• **Position annotation entries**:
· · · ·
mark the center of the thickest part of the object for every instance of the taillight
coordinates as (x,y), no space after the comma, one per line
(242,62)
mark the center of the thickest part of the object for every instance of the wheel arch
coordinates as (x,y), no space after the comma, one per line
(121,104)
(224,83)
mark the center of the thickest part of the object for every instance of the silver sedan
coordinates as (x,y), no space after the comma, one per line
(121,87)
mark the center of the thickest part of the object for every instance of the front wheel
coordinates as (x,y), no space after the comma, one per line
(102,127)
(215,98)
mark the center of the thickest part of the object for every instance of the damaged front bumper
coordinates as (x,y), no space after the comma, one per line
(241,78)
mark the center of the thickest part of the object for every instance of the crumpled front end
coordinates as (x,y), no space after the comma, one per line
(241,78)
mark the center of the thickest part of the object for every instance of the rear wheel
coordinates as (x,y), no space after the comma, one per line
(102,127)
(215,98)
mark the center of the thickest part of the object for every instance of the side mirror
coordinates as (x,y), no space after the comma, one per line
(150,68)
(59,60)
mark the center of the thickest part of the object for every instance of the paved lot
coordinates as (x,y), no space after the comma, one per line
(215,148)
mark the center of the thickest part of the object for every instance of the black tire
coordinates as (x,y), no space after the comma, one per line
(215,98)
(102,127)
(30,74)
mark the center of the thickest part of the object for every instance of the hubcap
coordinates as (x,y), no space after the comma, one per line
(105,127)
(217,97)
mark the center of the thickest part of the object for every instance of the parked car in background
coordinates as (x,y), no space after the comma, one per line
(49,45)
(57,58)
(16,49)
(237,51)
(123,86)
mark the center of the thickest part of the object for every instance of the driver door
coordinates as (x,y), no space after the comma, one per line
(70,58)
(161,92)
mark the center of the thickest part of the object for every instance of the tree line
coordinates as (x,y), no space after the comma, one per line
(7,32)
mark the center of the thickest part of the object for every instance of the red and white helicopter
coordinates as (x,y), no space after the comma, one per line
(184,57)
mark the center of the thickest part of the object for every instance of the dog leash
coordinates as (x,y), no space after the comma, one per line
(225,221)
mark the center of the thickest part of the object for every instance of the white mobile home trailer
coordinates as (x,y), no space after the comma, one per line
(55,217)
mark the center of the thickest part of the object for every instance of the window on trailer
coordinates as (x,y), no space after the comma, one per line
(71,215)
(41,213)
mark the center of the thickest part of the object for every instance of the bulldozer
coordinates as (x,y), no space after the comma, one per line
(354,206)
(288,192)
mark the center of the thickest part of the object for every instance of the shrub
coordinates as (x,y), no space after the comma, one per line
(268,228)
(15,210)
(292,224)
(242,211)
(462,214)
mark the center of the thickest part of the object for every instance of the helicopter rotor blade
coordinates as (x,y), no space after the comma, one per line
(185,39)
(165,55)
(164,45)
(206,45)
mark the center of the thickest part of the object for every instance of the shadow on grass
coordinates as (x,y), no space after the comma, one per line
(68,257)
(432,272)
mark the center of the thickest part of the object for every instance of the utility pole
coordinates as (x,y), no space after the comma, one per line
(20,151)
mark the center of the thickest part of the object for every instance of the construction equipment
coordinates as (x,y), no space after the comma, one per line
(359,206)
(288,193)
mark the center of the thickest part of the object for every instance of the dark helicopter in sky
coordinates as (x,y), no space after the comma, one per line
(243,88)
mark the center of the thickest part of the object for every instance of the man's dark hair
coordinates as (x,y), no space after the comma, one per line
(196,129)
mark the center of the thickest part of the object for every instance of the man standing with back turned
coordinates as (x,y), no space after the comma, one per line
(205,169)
· · · ·
• **PROBLEM DESCRIPTION**:
Rewrite all of the entries above as a two-column CSV with the header names entry_text and answer, giving one row per entry. Put each field in double quotes and replace any line breaks inside a field with spaces.

• **REPLY TO THE EXERCISE**:
entry_text,answer
"mark the center of the thickest part of the object for every instance of the taillight coordinates as (x,y), no space after the comma, one per line","(242,62)"
"mark the center of the thickest part of the object for every instance of the wheel arch coordinates as (x,y), no space after the comma, one per line","(121,104) (224,83)"
"mark the center of the thickest part of the object for every instance of the silver sedan coordinates as (x,y), no space after the comma, one per line","(121,87)"
"mark the center of the thickest part of the object for every instance of the front wheel coordinates as (x,y), no space after the comma, one per line","(102,127) (215,98)"
"mark the center of the thickest part of the object for every instance of the damaged front bumper coordinates as (x,y), no space after the comma, one per line","(241,78)"
"mark the center of the thickest part of the object for every instance of the crumpled front end coordinates as (x,y), no space after the comma, one per line","(241,78)"
"mark the center of the thickest part of the object for every instance of the rear wheel coordinates as (x,y), no space after the comma, one per line","(102,127) (215,98)"
"mark the center of the thickest part of the object for every instance of the side mirror coordinates as (x,y), no space after the comma, one per line","(150,68) (59,60)"
"mark the center of the thickest part of the object for every instance of the paved lot coordinates as (x,y), no space after the comma, one per line","(215,148)"
"mark the center of the thickest part of the object for every instance of the black tire coordinates as (x,y), no space after the comma, one per line","(215,98) (102,127) (30,74)"
"mark the center of the thickest part of the object for every instance of the hubcap coordinates as (x,y), no space after the comma, one per line","(105,127) (217,97)"
"mark the center of the thickest part of the object for every instance of the parked car in background coordinates as (x,y), no space after the comma, one per line","(49,45) (57,58) (16,49) (237,51) (123,86)"
"mark the center of the thickest part of the object for every instance of the driver door coordinates as (x,y), no space after the comma, one per line","(70,58) (161,92)"
"mark the center of the thickest part of the object for every instance of the tree line coordinates as (x,y), no space after the comma, one per line","(7,32)"
"mark the center of the thickest part of the object for every instance of the red and white helicopter coordinates as (x,y), no space after the comma, one per line","(184,57)"
"mark the center of the thickest part of the object for every instance of the dog leash coordinates as (x,y), no space after the comma, one per line","(225,221)"
"mark the center of the thickest part of the object for every instance of the white mobile home trailer coordinates as (x,y), no space after the comma, one per line","(55,217)"
"mark the center of the thickest part of the object for every instance of the window on trailer coordinates as (x,y), no space after the comma, one per line","(71,215) (41,213)"
"mark the center of the thickest part of the object for every instance of the bulldozer coordinates as (x,y), no space after the comma, one per line","(354,206) (288,192)"
"mark the center of the thickest part of the object for every instance of the shrub coordinates as (x,y), no space after the comma, one per line","(268,228) (15,210) (292,224) (242,211) (462,214)"
"mark the center of the thickest part of the object for every instance of the helicopter rotor blade coordinates as (x,y), no space after the comma, one per line","(185,39) (165,55) (164,45) (206,45)"
"mark the center of the thickest part of the object for every instance of the shadow on grass coordinates as (x,y), no space after the comma, one per line","(68,257) (432,272)"
"mark the center of the thickest part of the object for every instance of the utility pole coordinates as (x,y), no space after the comma, one per line","(20,151)"
"mark the center of the thickest part of the object for every instance of the construction equipment coordinates as (x,y), no space after the comma, one per line","(359,206) (288,193)"
"mark the center of the thickest part of the object for every instance of the dark helicopter in sky coordinates as (x,y), no space after the comma, one per line","(243,88)"
"mark the center of the thickest part of the object for every instance of the man's dark hair coordinates as (x,y), no space after the comma, one per line","(196,129)"
"mark the center of the thickest part of the object for every instance of the man standing with back turned coordinates as (x,y), no space after the comma, one per line","(205,169)"